▸ **Given passage**:

* Begin *

In recent national elections in the Czech Republic, the Social Democrats handily defeated the Civic Democratic Party led by former Prime Minister Vaclav Klaus, a devotee of Margaret Thatcher. In April, the Hungarian Socialist Party together with the liberal Free Democrats squeaked past then Prime Minister Viktor Orban’s conservative coalition to win the country’s parliamentary elections. And in Poland last September, a left-wing coalition ousted the hapless Solidarity-led government from power. Are Central Europeans slowing the center-right’s momentum across Europe?

Not exactly. In fact, the Central European left has often been more successful in implementing “right-wing” policies — like privatization and other market-focused reforms — than the right itself. In Hungary, for example, it was the Socialists who in the mid-1990s began privatizing the banking and utility sectors, reforming the pension system and introducing unpopular budget cuts. Voters tossed out the Socialists in 1998 — austerity rarely wins elections — but the reforms are in large part responsible for the country’s low inflation, enviable 6% unemployment rate and an economy that last year grew by an impressive 3.8%. In contrast, the “Orban government was basically not doing anything in terms of structural, institutional or tax reform,” says Laszlo Csaba, professor of economics and European studies at the Central European University in Budapest. Ironically, the success of these painful reforms gives the new Socialist Prime Minister Peter Medgyessy a freer hand to introduce more traditional center-left policies, like his promised one-time payment to pensioners and 50% pay rise for teachers and other public servants.

* End *

▸ **Supplied information**:
* Begin *

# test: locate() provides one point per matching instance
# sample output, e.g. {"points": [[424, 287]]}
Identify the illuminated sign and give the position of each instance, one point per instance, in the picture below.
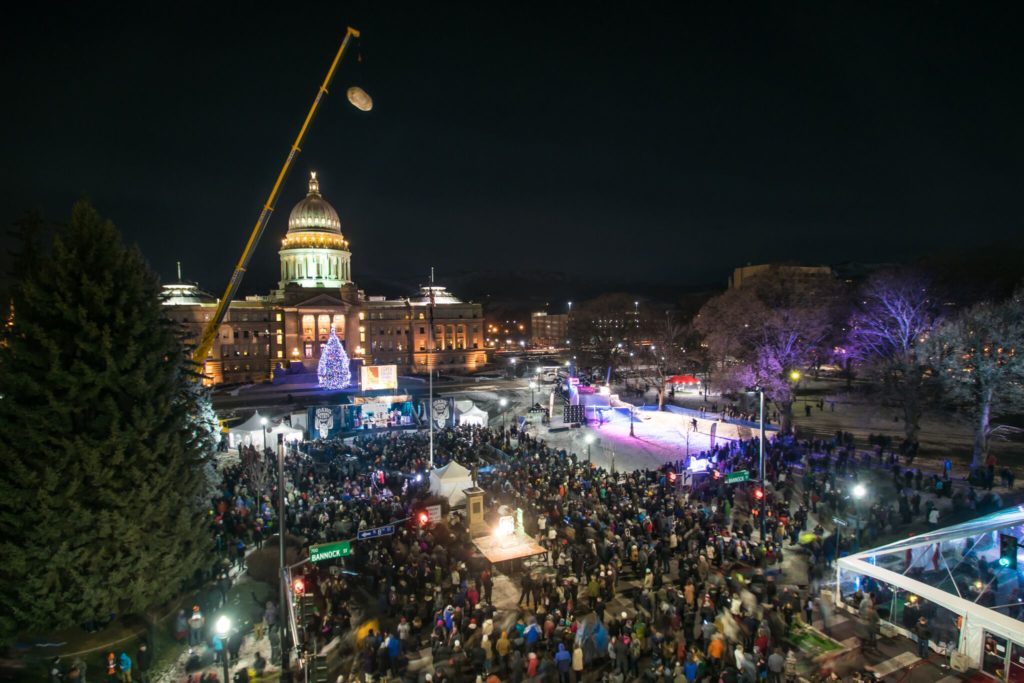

* End *

▸ **Required task 1**: In the passage on Central European elections, what growth rate did Hungary's economy reach last year?
▸ **Required task 2**: Rewrite the paragraph beginning "In recent national elections" from the passage on Central European elections as a short bulleted list that keeps its main facts.
▸ **Required task 3**: Pick up the passage on Central European elections after its final sentence and keep it going.

▸ **Expected output 1**: Hungary's economy grew by 3.8% last year.

▸ **Expected output 2**:
- Czech Republic: In recent national elections, the Social Democrats handily defeated the Civic Democratic Party, which is led by former Prime Minister Vaclav Klaus, a devotee of Margaret Thatcher.
- Hungary: In April, the Hungarian Socialist Party and the liberal Free Democrats narrowly beat then Prime Minister Viktor Orban's conservative coalition in the parliamentary elections.
- Poland: Last September, a left-wing coalition ousted the Solidarity-led government.
- The question raised: Are Central Europeans slowing the center-right's momentum across Europe?

▸ **Expected output 3**:
Central Europe is also bucking the right-wing populist trend that has gripped many E.U. countries. In the Czech Republic, Vaclav Klaus’ campaign blended calls for a smaller state and lower taxes with blatant Euro-skepticism, anti-immigration rhetoric and an unsavory form of nationalism. Many voters thought Klaus went too far, preferring the Social Democrats’ more moderate, E.U.-friendly approach. “Right-wing parties in Western Europe are winning because people got a little scared of the pace of integration,” says Jiri Pehe, a political analyst and former adviser to Czech President Vaclav Havel. “In Central Europe, people are voting Socialist because they feel these parties are more competent to lead them into the European Union.”

Another factor in the right’s Central European slump is what Polish political analyst Jadwiga Staniszkis calls the “incomplete transition to capitalism.” Staniszkis argues that Poland has yet to create a large enough middle class for the right to establish a political base. As a result, voters opt for left-wing alternatives that try to marry the market with the welfare state — remember the Third Way? — or for firebrand populists like Andrzej Lepper, a fierce opponent of E.U. entry. But even as Poland’s demographics change, the old-fashioned right may never really prosper. “Those who identify with the right are more strongly attached to values such as patriotism, nationalism and Catholicism,” Staniszkis says. “But these values are vanishing, especially among the younger generation.” Ultimately, these political shifts may be yet another sign of Central Europe’s return to normality: that in the East as well as the West, the line between left and right is increasingly hard to find.